▶ Excerpted text:
6 Medieval Medical Practices You Won't Believe Doctors Are Still Using Today
Sometimes, it’s best to stick with what works, even in medicine. While there is always innovation in the health care industry, there are certain practices that doctors hold on to simply because they work.
Here are the six oldest medical practices that doctors are still using today.
1. Leech Therapy
Yes, this still exists. The first use of leeches in medicine dates back to 800 B.C., according to the British Medical Journal, when they were used in bloodletting (a practice believed to cure feveres, headaches and serious illnesses).
Today, leeches are used to stimulate blood circulation after skin grafts and reconstructive surgery. The leech’s saliva contains enzymes and compounds that act as an anticoagulation agent. The most prominent of these anticoagulation agents is hirudin, which binds itself to thrombins, thus, effectively inhibiting coagulation of the blood.
Leeching might sound primitive but the FDA approved leeches as “medical devices” in 2004 to drain pooled blood after surgery.

▶ Tasks:
(1) Answer these questions about the text on medieval medical practices:
(a) According to the British Medical Journal, when were leeches first used in medicine?
(b) What is the most prominent anticoagulation agent in leech saliva?
(c) In what year did the FDA approve leeches as "medical devices"?
(2) Continue the text on medieval medical practices that doctors still use, starting after its final sentence.
The lines that come after this text are separate material and have no connection to it.

▶ Raw data:
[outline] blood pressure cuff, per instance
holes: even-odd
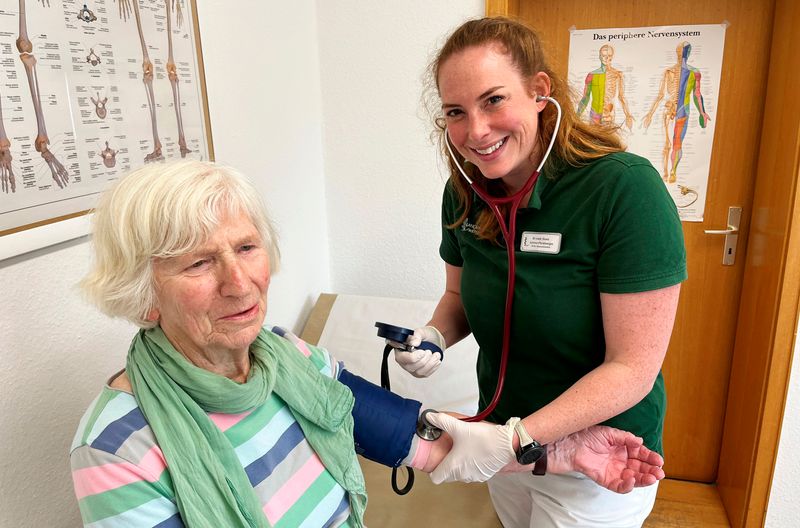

▶ Task-by-task results:
(1)
(a) 800 B.C.
(b) Hirudin
(c) 2004

(2)
2. Maggot Therapy
Since ancient times, physicians have used maggots to help clean injuries and prevent infection. Because maggots feed solely on dead flesh, doctors do not need to worry about them feasting on healthy tissue.
One study published last year in the Archives of Dermatology showed that maggots placed on surgical incisions helped to clear more dead tissue from the sites than surgical debridement, the current standard of care in which doctors use a scalpel or scissors.
Placed in tea bag-like packages, physicians are able to directly apply maggots to wounds, allowing them to work their magic.
3. Transsphenoidal Surgery
Transsphenoidal surgery is a minimally-invasive procedure where surgeons access the brain through the nose to remove tumors.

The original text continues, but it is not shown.